=== What to do ===
Copy out every line of the records below that contains the string "glass", keeping each line whole. Matching is case-sensitive.

━━━━━━━━━━━━━━━━

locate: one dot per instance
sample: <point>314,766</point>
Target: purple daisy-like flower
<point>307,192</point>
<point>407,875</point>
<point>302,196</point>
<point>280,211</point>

━━━━━━━━━━━━━━━━

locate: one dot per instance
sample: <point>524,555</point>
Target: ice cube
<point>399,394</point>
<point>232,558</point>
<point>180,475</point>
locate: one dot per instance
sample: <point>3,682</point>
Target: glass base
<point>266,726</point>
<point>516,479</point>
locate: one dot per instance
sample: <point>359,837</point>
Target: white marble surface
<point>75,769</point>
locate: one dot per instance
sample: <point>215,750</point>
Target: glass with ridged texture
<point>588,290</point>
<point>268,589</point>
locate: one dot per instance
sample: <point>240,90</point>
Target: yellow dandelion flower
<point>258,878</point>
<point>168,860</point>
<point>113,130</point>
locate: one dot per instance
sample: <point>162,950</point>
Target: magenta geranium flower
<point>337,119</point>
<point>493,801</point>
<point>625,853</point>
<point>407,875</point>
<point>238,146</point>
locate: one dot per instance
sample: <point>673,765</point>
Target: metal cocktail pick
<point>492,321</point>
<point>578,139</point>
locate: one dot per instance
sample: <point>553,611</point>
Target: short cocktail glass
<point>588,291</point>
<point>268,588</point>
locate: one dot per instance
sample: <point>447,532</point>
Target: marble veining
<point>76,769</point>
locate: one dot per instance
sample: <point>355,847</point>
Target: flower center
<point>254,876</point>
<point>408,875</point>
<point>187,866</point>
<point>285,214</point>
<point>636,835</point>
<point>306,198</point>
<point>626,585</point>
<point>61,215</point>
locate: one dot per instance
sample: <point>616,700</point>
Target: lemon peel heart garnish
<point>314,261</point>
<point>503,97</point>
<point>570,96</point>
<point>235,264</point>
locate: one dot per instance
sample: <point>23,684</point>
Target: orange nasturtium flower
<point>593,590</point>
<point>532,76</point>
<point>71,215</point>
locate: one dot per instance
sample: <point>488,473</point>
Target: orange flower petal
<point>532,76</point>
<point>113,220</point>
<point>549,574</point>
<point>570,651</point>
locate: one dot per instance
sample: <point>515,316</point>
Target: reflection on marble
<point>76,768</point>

━━━━━━━━━━━━━━━━

=== Answer to the exercise ===
Target: glass base
Target: glass with ridged texture
Target: short cocktail glass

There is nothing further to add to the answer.